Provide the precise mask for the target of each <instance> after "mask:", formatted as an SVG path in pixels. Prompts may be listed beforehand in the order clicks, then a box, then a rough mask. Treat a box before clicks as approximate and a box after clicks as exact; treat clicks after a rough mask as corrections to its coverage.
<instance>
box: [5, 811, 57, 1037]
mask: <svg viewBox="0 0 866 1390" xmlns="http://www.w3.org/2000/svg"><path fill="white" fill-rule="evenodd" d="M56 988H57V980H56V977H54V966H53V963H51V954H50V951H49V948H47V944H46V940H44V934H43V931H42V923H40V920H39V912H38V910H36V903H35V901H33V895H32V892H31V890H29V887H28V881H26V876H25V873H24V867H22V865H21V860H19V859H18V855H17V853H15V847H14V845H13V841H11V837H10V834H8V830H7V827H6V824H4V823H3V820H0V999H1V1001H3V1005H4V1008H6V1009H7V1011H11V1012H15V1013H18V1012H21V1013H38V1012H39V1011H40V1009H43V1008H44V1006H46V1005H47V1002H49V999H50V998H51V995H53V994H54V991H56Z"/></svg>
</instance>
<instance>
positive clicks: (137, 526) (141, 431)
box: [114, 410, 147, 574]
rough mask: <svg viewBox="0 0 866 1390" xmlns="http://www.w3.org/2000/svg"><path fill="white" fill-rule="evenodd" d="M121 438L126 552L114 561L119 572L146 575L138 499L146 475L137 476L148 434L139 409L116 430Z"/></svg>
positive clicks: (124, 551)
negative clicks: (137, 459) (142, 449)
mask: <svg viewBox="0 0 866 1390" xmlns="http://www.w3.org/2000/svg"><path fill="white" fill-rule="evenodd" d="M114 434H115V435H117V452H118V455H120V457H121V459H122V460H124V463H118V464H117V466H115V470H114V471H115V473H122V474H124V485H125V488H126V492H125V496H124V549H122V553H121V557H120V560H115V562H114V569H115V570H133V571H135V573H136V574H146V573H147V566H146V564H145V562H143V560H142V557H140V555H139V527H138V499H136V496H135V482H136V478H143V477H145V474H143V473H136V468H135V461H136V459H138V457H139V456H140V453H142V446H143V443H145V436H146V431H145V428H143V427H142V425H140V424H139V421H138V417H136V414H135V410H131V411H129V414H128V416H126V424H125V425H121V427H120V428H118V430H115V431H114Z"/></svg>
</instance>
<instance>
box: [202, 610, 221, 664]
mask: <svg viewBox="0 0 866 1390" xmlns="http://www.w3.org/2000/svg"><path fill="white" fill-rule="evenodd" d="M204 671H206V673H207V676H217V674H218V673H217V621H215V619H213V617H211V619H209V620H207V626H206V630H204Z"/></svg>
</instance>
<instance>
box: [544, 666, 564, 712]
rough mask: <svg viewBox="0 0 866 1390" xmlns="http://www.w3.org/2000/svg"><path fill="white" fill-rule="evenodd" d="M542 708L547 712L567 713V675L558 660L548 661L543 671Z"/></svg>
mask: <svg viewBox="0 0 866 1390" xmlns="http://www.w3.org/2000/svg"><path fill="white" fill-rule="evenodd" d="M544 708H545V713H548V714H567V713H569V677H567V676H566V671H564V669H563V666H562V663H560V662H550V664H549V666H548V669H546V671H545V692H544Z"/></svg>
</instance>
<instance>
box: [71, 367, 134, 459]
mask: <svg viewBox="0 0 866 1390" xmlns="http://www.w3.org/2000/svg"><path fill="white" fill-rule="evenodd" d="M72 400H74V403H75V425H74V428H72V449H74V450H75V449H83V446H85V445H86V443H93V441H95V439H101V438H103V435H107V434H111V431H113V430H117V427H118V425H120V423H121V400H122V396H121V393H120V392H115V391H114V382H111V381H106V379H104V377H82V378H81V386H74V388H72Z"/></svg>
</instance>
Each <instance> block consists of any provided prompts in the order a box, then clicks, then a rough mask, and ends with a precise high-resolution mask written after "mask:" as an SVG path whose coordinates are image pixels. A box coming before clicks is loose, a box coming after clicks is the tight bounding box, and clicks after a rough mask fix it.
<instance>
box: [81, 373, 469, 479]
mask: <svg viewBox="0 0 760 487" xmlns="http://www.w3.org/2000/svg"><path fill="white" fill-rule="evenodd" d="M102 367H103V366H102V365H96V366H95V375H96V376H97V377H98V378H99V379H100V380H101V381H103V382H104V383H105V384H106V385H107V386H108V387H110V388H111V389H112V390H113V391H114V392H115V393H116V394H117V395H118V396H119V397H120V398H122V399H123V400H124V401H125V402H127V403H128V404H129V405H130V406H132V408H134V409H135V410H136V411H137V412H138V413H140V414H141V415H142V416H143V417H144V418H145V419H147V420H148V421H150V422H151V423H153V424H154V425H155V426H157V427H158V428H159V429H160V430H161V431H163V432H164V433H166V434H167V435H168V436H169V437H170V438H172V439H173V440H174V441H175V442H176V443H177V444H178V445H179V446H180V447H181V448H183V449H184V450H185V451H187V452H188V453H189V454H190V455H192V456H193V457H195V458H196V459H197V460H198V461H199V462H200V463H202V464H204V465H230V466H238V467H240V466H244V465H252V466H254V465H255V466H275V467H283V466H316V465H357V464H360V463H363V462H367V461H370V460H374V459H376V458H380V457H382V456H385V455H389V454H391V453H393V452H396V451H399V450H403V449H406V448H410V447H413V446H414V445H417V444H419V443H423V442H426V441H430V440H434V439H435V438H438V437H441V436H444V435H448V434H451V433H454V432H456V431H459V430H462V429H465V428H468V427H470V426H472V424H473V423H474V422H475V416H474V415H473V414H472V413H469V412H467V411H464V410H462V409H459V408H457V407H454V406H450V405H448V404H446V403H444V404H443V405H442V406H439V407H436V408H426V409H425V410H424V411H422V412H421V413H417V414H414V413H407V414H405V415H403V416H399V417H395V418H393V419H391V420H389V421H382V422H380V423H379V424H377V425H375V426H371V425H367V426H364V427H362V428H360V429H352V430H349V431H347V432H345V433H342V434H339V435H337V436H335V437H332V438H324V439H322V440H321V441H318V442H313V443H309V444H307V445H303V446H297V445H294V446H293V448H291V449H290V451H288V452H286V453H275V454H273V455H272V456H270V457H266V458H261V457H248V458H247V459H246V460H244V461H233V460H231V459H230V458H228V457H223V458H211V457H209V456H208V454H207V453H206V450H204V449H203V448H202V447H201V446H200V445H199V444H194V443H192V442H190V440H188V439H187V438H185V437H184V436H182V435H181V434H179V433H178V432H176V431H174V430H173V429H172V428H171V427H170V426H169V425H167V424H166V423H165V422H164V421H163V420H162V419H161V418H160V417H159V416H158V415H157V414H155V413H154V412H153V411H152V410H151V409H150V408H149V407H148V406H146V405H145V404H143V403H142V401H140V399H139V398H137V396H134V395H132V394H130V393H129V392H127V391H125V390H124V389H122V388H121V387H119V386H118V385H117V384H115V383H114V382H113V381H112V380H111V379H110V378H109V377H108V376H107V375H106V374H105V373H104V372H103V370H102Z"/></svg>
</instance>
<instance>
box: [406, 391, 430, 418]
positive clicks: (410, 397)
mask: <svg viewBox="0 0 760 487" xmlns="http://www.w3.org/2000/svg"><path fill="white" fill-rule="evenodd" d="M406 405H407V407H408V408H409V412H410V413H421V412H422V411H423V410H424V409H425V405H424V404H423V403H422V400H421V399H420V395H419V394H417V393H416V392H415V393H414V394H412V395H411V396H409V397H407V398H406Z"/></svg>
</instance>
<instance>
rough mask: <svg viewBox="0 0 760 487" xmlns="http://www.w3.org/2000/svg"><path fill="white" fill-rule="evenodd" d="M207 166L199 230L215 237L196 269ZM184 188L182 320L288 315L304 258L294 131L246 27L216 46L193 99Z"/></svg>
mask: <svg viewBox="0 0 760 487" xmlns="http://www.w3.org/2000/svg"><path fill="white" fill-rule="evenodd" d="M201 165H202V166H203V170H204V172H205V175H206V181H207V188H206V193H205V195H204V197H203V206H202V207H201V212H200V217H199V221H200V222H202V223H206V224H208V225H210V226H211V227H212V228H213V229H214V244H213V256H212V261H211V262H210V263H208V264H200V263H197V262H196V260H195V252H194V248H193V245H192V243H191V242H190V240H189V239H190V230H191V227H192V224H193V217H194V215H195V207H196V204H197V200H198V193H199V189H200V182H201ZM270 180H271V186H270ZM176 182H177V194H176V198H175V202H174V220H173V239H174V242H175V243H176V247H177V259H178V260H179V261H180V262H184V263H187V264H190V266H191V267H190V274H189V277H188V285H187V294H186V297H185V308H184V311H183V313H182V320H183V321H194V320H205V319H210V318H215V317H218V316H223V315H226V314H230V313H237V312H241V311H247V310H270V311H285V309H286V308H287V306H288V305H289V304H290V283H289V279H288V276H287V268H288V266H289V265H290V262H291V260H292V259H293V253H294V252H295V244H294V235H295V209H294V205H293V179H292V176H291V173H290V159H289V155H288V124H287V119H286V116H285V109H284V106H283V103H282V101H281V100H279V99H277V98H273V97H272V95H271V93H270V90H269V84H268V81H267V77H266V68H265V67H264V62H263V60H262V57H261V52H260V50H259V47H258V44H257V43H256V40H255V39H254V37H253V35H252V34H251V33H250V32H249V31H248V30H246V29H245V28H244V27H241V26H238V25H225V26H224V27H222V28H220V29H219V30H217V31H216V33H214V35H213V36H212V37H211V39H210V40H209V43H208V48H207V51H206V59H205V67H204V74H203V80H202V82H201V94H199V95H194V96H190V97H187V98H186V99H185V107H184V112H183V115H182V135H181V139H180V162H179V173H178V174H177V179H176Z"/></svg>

What is required:
Copy the material from its start through the line holding "positive clicks: (124, 551)", inclusive, swapping every "rough mask" for "coarse mask" and changing nothing else.

Answer space:
Provide the precise mask for the target of each <instance> after "mask:", formatted as an SVG path in pixels. Prompts may be listed beforehand in the order clicks, then a box, then a coarse mask. Treat a box before clicks as approximate and a box after clicks as exact; treat clicks after a coarse mask as corrections to its coverage.
<instance>
box: [5, 811, 57, 1037]
mask: <svg viewBox="0 0 866 1390" xmlns="http://www.w3.org/2000/svg"><path fill="white" fill-rule="evenodd" d="M56 988H57V980H56V977H54V966H53V963H51V954H50V951H49V948H47V944H46V940H44V934H43V931H42V923H40V920H39V912H38V910H36V903H35V901H33V895H32V892H31V890H29V887H28V881H26V876H25V873H24V867H22V865H21V860H19V859H18V855H17V853H15V847H14V845H13V841H11V837H10V834H8V830H7V827H6V824H4V823H3V820H0V999H1V1001H3V1005H4V1008H6V1009H7V1011H11V1012H15V1013H18V1012H21V1013H38V1012H39V1011H40V1009H43V1008H44V1006H46V1005H47V1002H49V999H50V998H51V995H53V994H54V991H56Z"/></svg>
</instance>
<instance>
positive clicks: (137, 526) (141, 431)
box: [114, 410, 147, 574]
coarse mask: <svg viewBox="0 0 866 1390" xmlns="http://www.w3.org/2000/svg"><path fill="white" fill-rule="evenodd" d="M121 438L126 552L114 561L119 572L146 575L138 499L146 475L137 476L148 434L139 409L116 430Z"/></svg>
positive clicks: (124, 551)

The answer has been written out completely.